* _EXTRAIT À LIRE_
☆ ☆ ☆ ☆
Au fil des pages, l’inquiétant Loup-table de Victor Brauner s’anime, le train du tableau La Durée poignardée de René Magritte fonce à pleine vitesse, la Main-coquillage de Dora Maar s’échappe discrètement hors du livre.

 

Depuis plus de trente ans, Gérard Lo Monaco est un magicien du papier. Ses créations poétiques, dont l’apparente simplicité cache des trésors d’astuce et de technicité, ont fait de lui la référence absolue du genre. L’un de ses best-sellers est le livre pop-up consacré au Petit Prince d’Antoine de Saint-Exupéry (Gallimard Jeunesse), vendu à plus 1,8 million d’exemplaires. Pour les éditions du Centre Pompidou, et en écho à l’exposition événement « Surréalisme », l’artiste vient de produire un livre éponyme qui donne vie, en 3D, à certains des plus grands chefs-d’œuvre du mouvement qui fête son centenaire. Au fil des pages, l’inquiétant Loup-table de Victor Brauner s’anime, le train du tableau La Durée poignardée de René Magritte fonce à pleine vitesse, la Main-coquillage de Dora Maar s’échappe discrètement hors du livre… 

Découvrez le livre-animé Surréalisme !

 

 

25 € | 23,75 € adhérent

Derrière les hauts murs du lycée, une insoupçonnable cour verdoyante. Un escalier poussiéreux, plusieurs volées de marches usées par des générations de pieds adolescents. Soudain, une porte à la peinture écaillée s’entrouvre sur un kaléidoscope de couleurs. Nous voilà dans le monde imaginaire de Gérard Lo Monaco. L’artiste nous accueille avec sa compagne et complice, Marina Cedro (elle-même chanteuse et compositrice). L’atelier est une enfilade de pièces, toutes baignées d'une lumière dorée.

 

Sur les étagères encombrées mais impeccablement rangées, une collection de livres et des dizaines de boîtes contenant clous, pinces, bobines de fil de fer, mastic, pâte à bois, glu, tubes de peinture, compas, ciseaux – une vraie quincaillerie !

 

Partout, des affiches de spectacles, des masques en papier, et même un petit théâtre de marionnettes (l’artiste a sa propre compagnie, Charivari). Sur les étagères encombrées mais impeccablement rangées, une collection de livres et des dizaines de boîtes contenant clous, pinces, bobines de fil de fer, mastic, pâte à bois, glu, tubes de peinture, compas, ciseaux – une vraie quincaillerie ! Dans un coin, du gros outillage : tour à bois, scie à chantourner pour la marquèterie et même une perceuse à colonne… C’est simple, on se croirait dans l’atelier de Geppetto, le créateur de Pinocchio dans le conte de Carlo Collodi. De temps en temps, un élève passe une tête curieuse. Le proviseur aussi – il a la clé. Gérard et Marina donnent d’ailleurs régulièrement des cours d’arts plastiques, un moment de transmission qui les enchante.
☆ ☆ ☆ ☆
* _ENREGISTREMENTS DE DONNÉES_
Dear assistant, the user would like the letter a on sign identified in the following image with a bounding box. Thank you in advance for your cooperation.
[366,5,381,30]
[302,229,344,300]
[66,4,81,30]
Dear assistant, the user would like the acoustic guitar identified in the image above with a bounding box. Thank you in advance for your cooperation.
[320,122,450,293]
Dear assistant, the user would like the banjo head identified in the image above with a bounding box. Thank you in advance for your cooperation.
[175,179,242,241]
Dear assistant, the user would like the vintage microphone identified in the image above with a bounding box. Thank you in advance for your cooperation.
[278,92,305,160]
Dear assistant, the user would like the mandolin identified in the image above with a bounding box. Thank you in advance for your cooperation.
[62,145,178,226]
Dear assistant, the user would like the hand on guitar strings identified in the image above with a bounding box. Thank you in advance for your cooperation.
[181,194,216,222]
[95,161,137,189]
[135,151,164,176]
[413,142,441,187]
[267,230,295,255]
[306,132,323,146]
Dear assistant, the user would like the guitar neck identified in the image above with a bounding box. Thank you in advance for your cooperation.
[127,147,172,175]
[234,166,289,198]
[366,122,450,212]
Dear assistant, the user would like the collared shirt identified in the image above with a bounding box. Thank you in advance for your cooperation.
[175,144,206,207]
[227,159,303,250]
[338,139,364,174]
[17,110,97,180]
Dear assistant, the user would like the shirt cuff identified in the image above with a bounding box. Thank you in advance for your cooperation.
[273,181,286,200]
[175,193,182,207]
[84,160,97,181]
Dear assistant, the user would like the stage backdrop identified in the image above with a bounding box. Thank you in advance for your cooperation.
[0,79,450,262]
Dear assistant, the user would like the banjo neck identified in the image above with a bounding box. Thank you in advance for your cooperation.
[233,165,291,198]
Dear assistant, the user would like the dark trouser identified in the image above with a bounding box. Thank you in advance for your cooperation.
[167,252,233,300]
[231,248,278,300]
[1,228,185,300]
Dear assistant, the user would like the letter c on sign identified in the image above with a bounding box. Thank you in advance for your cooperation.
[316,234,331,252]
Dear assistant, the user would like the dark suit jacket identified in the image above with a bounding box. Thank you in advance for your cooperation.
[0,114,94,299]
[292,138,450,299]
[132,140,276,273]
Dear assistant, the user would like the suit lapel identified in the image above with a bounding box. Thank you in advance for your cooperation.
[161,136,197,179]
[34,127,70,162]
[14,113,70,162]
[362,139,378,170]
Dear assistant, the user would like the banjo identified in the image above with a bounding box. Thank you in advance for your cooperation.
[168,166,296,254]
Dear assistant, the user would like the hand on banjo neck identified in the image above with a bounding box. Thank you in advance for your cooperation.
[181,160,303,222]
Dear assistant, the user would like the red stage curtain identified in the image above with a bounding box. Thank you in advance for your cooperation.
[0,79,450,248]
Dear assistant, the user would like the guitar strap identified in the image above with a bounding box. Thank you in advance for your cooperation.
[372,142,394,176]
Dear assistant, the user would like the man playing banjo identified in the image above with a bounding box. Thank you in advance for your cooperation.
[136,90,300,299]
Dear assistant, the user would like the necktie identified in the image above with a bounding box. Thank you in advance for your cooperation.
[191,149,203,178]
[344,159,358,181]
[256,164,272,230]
☆ ☆ ☆ ☆
* _LISTE DES CONSIGNES_
- A) Recopiez le passage de l'extrait sur Gérard Lo Monaco qui commence par « Derrière les hauts » et se termine par « d'une lumière dorée. ».
- B) Selon l'extrait sur Gérard Lo Monaco, comment s'appelle la compagnie de marionnettes de l'artiste ?

* _RÉPONSES PAR CONSIGNE_
- A)
Derrière les hauts murs du lycée, une insoupçonnable cour verdoyante. Un escalier poussiéreux, plusieurs volées de marches usées par des générations de pieds adolescents. Soudain, une porte à la peinture écaillée s’entrouvre sur un kaléidoscope de couleurs. Nous voilà dans le monde imaginaire de Gérard Lo Monaco. L’artiste nous accueille avec sa compagne et complice, Marina Cedro (elle-même chanteuse et compositrice). L’atelier est une enfilade de pièces, toutes baignées d'une lumière dorée.

- B) Elle s'appelle Charivari.